# [Work to be completed]
The answer must repeat every record exactly, with all pictures omitted.

# [Task data]

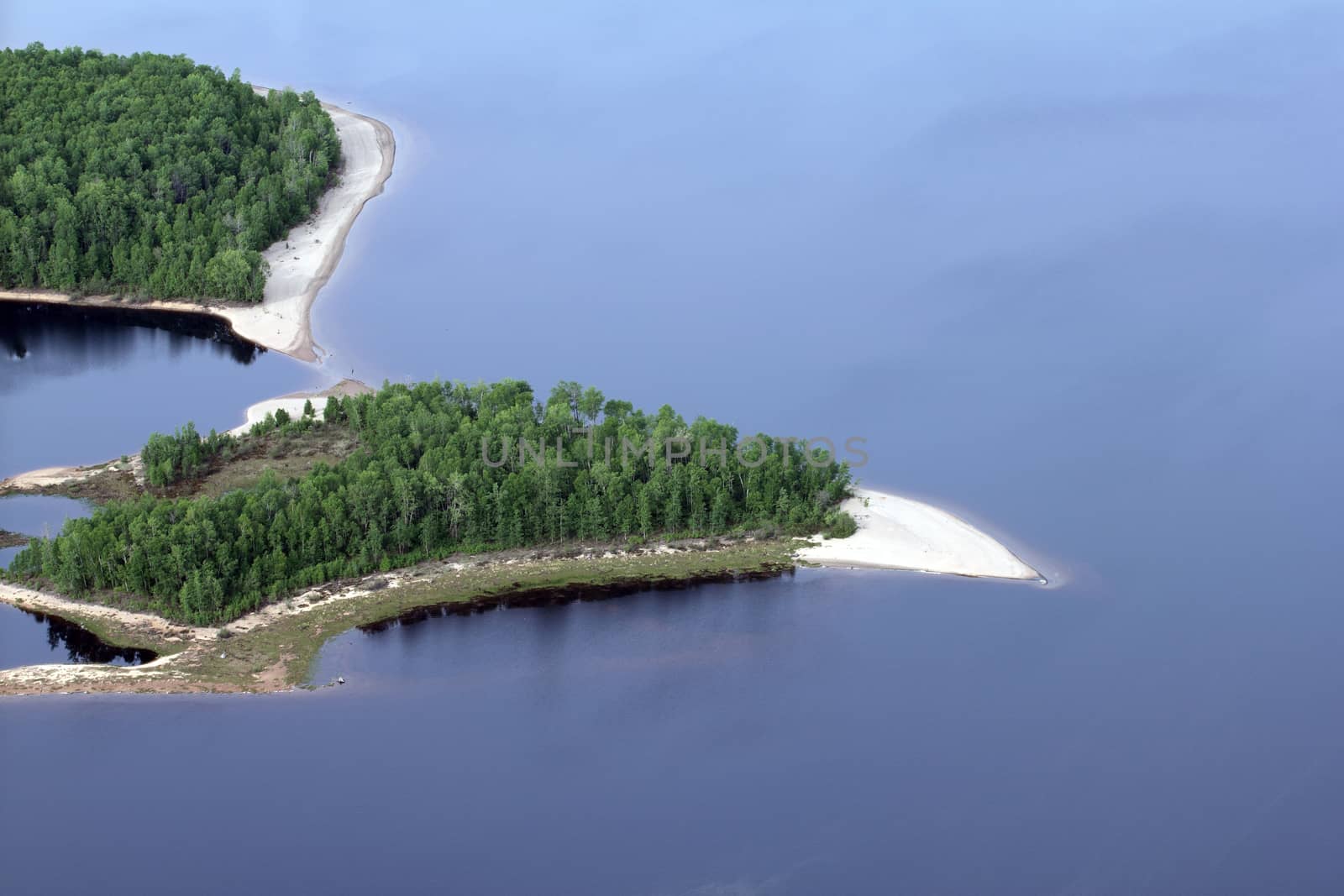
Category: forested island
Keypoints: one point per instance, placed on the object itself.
(436, 469)
(150, 175)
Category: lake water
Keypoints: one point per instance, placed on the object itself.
(1072, 271)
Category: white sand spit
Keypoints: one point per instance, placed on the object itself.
(300, 265)
(900, 533)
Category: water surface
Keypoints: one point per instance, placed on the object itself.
(1072, 270)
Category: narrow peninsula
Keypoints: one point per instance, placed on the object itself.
(155, 183)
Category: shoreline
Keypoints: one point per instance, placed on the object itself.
(45, 479)
(300, 265)
(272, 649)
(894, 533)
(902, 533)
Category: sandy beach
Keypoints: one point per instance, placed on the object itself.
(300, 265)
(902, 533)
(293, 403)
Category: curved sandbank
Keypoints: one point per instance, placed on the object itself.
(293, 403)
(302, 264)
(902, 533)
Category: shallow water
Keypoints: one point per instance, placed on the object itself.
(85, 387)
(37, 637)
(1072, 271)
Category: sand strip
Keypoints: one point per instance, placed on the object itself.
(902, 533)
(300, 265)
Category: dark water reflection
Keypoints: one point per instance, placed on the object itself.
(57, 640)
(1070, 268)
(66, 342)
(82, 385)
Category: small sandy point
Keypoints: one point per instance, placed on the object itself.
(302, 264)
(902, 533)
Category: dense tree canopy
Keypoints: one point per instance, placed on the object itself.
(441, 468)
(150, 174)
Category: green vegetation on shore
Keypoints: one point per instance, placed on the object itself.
(441, 468)
(150, 174)
(280, 653)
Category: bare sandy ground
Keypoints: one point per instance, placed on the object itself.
(902, 533)
(302, 265)
(293, 403)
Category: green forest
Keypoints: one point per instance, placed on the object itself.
(150, 175)
(440, 468)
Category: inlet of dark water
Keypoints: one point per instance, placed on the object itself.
(1072, 270)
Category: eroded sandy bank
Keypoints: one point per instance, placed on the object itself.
(902, 533)
(300, 265)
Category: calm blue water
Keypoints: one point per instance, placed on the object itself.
(1072, 271)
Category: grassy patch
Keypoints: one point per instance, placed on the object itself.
(281, 652)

# [Solved exercise]
Category: forested island
Keypoints: one point per instance, placed on the object itself.
(436, 469)
(150, 175)
Category: lake water
Keypoints: one point per instance, placed on the object itself.
(1072, 271)
Category: white sand spit
Keypoints: one point per instance, placed on the object itself.
(300, 265)
(900, 533)
Category: water surface
Keypoints: one point per instance, placed on the object itself.
(1072, 270)
Category: narrow peninsula
Keypoints: one point per instance, placed on the object itself.
(155, 183)
Category: shoreline
Keypoints: one point per instance, placed on the object itself.
(45, 479)
(300, 265)
(272, 649)
(894, 533)
(902, 533)
Category: sandy beach
Keypoints: one point per instance, placed on the object itself.
(300, 265)
(902, 533)
(293, 403)
Category: curved sandbank
Keypoints: one point per instance, placed on the object itself.
(293, 403)
(302, 264)
(902, 533)
Category: shallow water
Keypoints: one point per instance, placed on the object itself.
(85, 387)
(37, 637)
(1072, 271)
Category: sand strip
Keypoints: one point per instance, placed on the object itself.
(902, 533)
(300, 265)
Category: dark water reflection
Keypoints: one point per instance, placed on the object itself.
(57, 640)
(1070, 268)
(66, 342)
(82, 385)
Category: small sandy point
Keypoints: one point per instance, placed on the object itself.
(302, 264)
(902, 533)
Category: dense tree canopy
Keypoints: one point per instance, placed on the object itself.
(441, 468)
(150, 174)
Category: green vegetation on shore
Keypoints: one point per instance, placed on the object itself.
(441, 468)
(150, 174)
(280, 653)
Category: bare sandy ground
Keypoints: one point per instance, placed on the object itself.
(902, 533)
(302, 265)
(293, 403)
Category: green forest
Keypoints: one point per instance, placed on the object itself.
(150, 175)
(440, 468)
Category: inlet of dark water
Keypoints: one point per instance, placed on the object itself.
(1072, 270)
Category: eroded sandy bank
Keypoints: one point per instance, placed on the object itself.
(902, 533)
(300, 265)
Category: calm blue water
Keypoints: one point per instance, placed on the object itself.
(1072, 271)
Category: grassy patch
Keypoints: one point per instance, placed on the object itself.
(281, 652)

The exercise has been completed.